### Short exercise
Convert the listing below into a JSON array of strings, one string per line with blank lines omitted, from the line containing "One point per instance, each like (741, 549)." up to and including the final line of the listing.

### Data lines
|---|

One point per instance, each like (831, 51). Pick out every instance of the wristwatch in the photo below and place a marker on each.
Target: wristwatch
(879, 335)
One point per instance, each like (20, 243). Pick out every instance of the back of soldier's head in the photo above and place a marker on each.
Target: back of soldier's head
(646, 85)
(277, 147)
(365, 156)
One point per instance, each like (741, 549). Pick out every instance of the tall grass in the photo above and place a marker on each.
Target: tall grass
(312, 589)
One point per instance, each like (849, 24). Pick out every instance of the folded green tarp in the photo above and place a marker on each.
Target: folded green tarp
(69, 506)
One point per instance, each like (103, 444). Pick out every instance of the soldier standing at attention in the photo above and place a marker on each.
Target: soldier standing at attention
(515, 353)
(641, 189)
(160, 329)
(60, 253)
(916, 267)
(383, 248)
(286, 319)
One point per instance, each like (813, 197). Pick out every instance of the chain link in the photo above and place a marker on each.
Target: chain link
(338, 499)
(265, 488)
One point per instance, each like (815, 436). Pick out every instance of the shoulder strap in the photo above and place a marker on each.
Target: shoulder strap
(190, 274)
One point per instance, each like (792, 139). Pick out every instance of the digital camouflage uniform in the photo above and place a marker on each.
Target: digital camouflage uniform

|---|

### Response below
[
  "One point per instance, each like (741, 549). Pick out every instance of the tall grass in the photo above and place a marker on each.",
  "Target: tall grass",
  "(312, 589)",
  "One point per instance, each like (849, 24). Pick out every instance of the folded green tarp in the photo above and place a marker on each.",
  "Target: folded green tarp",
  "(69, 506)",
  "One point per instance, each like (103, 444). Pick out every instance of the soldier standing at attention in the photo above and place a marker on each.",
  "Target: soldier standing at attention",
  "(515, 353)",
  "(641, 189)",
  "(160, 329)",
  "(60, 253)",
  "(916, 267)",
  "(383, 248)",
  "(286, 319)",
  "One point per instance, each like (813, 197). Pick out every instance of the chain link in the photo above and place a marker on each.",
  "Target: chain link",
  "(338, 499)",
  "(265, 488)",
  "One point per instance, each like (815, 436). Pick out every instance of the shoulder strap in the photo above and place a marker on each.",
  "Target: shoulder strap",
  "(190, 274)",
  "One point per instance, each like (792, 139). Pick out every instance of the digital camouflage uniform in the photo above and place a marker on each.",
  "Target: digital camouflage uniform"
]